Stated task:
Please answer from the forum thread: what was the first laptop Wildbill7145 ever sold?

Extracted text:
####################

All my stuff is cloud based now. QB online, Evernote, FB, photos, banking, Dropbox, website. Which means I can access all my stuff from any machine, from anywhere. Tablets and smart phones in fancy rubber cases is all we have now, and I don't miss a thing. The tablet fits into my lunch bag if I have to bring it out. 

My laptop required this ridiculous looking man satchel to protect it and hold all the accessories and plugs and parts. Felt like a purse. Not a small discrete one, but like a big change of clothes and a 12 pack of bingo dabber carrying grocery getter. 

Sorry about being in a left field tangent at the moment, I don't even remember the OP topic lol. 

Point is/was. I hated my laptop.


----------



## Wildbill7145 (Apr 30, 2014)

First laptop I ever sold was a Panasonic, 386sx, 40Mb hard drive, the size of a suitcase.

Actually they called them 'portable computers' back then, not laptops.

$17k.

That would have been back in 1990 or something?


----------



## daArch (Mar 15, 2008)

speaking of cloud based storage etc, with the prevalence of serious hacking at supposed secure entities (Target, Home Depot, IRS, DOD, White House, etc etc) is anyone a little fearful of having YOUR cloud account hacked ?


----------



## DeanV (Apr 18, 2007)

I figure there is more of a chance of a laptop breaking (based on past history) or it being stolen than a data breach where they want a small painting companies QB file. Since my hard drive is encrypted, I am assuming the QB file would also be encrypted in the cloud then as well?

####################

Given information:
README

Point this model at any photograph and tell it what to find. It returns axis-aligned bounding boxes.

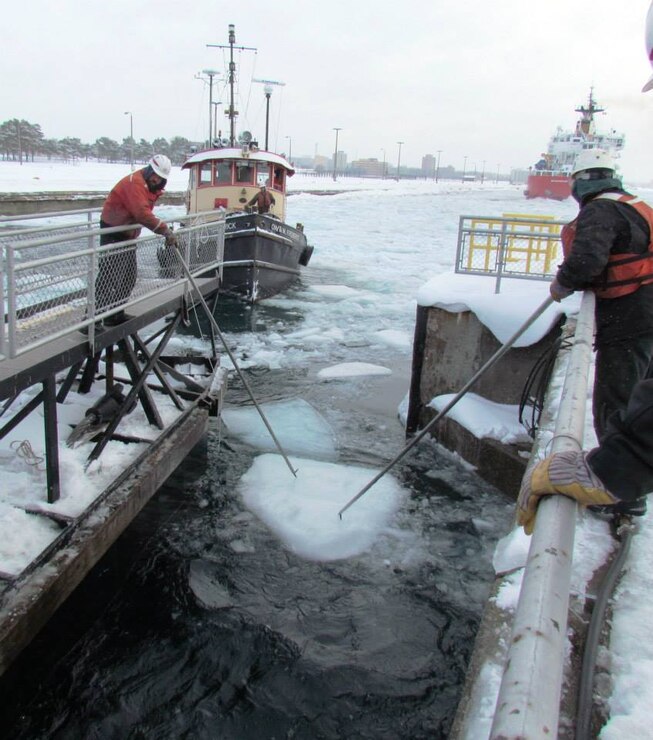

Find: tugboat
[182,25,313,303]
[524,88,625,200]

####################

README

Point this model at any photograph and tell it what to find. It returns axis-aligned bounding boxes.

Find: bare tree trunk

####################

Task answer:
A Panasonic 386sx with a 40Mb hard drive, the size of a suitcase.